Nothing but the lines holding the string "below" should appear in the answer. Copy them from the entries.

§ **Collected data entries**
»»

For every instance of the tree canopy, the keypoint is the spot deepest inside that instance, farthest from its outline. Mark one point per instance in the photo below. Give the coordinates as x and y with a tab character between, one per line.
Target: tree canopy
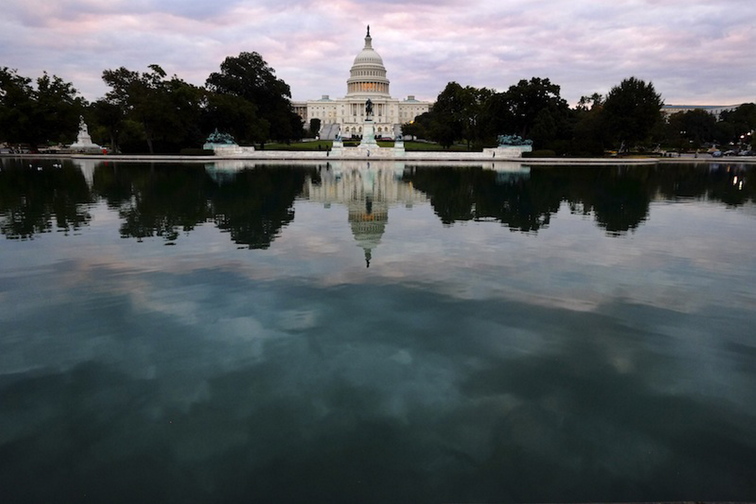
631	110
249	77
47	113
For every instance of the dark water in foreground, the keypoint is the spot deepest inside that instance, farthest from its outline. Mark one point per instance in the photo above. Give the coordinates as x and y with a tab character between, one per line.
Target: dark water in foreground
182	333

««
»»

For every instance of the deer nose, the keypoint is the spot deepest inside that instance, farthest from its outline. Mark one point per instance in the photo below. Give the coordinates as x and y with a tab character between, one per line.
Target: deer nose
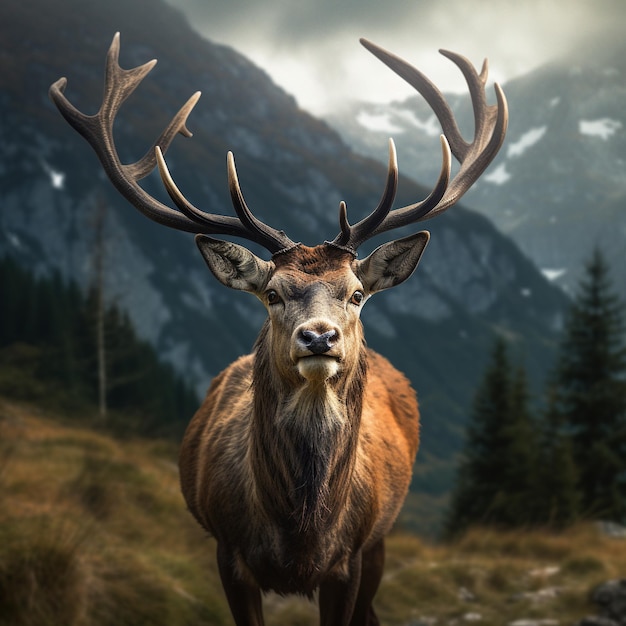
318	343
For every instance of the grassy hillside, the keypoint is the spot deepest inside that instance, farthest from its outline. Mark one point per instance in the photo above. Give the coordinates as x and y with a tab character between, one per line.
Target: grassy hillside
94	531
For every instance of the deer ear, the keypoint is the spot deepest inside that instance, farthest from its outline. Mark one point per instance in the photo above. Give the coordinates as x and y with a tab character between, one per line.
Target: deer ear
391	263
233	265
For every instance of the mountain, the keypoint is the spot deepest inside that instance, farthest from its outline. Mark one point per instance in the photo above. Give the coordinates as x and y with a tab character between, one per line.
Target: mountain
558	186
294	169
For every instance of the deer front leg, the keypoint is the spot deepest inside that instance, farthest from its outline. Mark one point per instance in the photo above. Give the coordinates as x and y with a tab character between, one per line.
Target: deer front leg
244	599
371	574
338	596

««

§ **Result of this task**
For every instance of the tree canopy, the keypoint is the spot deepest inside that instance, farthest from its outline. Mark one point per instance in the photo below. Give the coordinates as x and y with a tab character between, one per line.
For every instance of the deer nose, the keypoint is the spot deepest inside that instance, farthest from its outline. Mark one point per instance in the photo below. Give the coordinates as x and y with a tab character between, one per line.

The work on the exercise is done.